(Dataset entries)
______
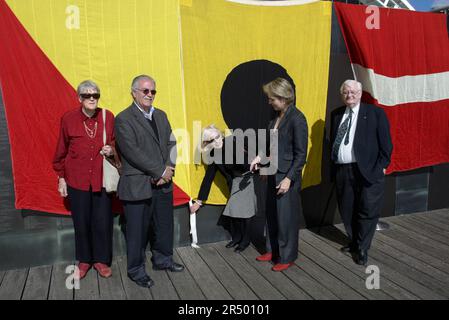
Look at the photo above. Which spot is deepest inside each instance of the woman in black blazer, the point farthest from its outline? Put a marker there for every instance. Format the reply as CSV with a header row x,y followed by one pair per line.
x,y
289,138
241,204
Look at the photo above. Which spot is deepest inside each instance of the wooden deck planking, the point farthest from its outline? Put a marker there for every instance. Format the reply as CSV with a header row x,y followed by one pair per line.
x,y
13,284
332,249
38,283
236,287
211,287
413,258
185,285
261,287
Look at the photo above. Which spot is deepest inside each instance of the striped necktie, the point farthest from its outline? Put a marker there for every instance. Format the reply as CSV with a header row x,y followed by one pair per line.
x,y
343,131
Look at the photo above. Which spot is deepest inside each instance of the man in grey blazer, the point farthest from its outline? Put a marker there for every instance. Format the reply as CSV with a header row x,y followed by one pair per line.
x,y
148,151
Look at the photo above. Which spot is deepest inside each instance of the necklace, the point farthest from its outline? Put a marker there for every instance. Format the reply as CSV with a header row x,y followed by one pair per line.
x,y
91,133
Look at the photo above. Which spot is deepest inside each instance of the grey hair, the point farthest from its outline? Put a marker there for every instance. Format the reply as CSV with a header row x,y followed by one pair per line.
x,y
136,80
351,83
85,85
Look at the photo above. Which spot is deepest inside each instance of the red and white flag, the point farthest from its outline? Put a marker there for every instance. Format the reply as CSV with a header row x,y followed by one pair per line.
______
Could you output the lines above exactly, with no pictures included?

▶ Task output
Look at the photo above. Which spot is deepest inside each instance of the woman in black blazer, the point farthest from its outline? Put a marker there for every instance. Format the reply as CSV with a header row x,y followed by one pair per line.
x,y
289,138
241,204
Look at the photo above. Which spot is deepest inside each instance of the wooden deck planking, the point farthest from its outline? Put a marker there for every instance. Format the reply as CSV with a header row x,y followed by one pair per line.
x,y
13,284
332,249
38,283
236,287
211,287
413,258
185,285
261,287
Look at the photo above. Which spot is deepest inside each instance of the striped necktie, the point farthest from its outline? Put a marker there for every instance. Format the reply as CSV with a header row x,y followed by one pair per line.
x,y
343,131
Look at the photo above. Which spot is deepest inside each instance of the man in grey blazer, the point farthest from its outline? Put a marker there for every instance. Format the reply as CSV with a header row x,y followed by one pair per line.
x,y
148,151
Look at the photo above. Which spot is deepest inside each instance of the necklace, the point farthest from its outline? Put a marker there for every instance. Format the reply as CSV with a header row x,y followed by one pair per line.
x,y
91,133
Look at the photo above. Which spot is deepest inside each instance of the grey hair, the point farthest from its outline? Put a marker there for every instance. Format the reply as CSV with a header row x,y followed by one pair per line.
x,y
136,80
351,83
85,85
Look at the photo above. Which spot is deepest inside each instance of the red and white flag, the point farthest from its outline? Put a marker there for every instance. Format the reply as CSV with a header row x,y followed by one pair per line.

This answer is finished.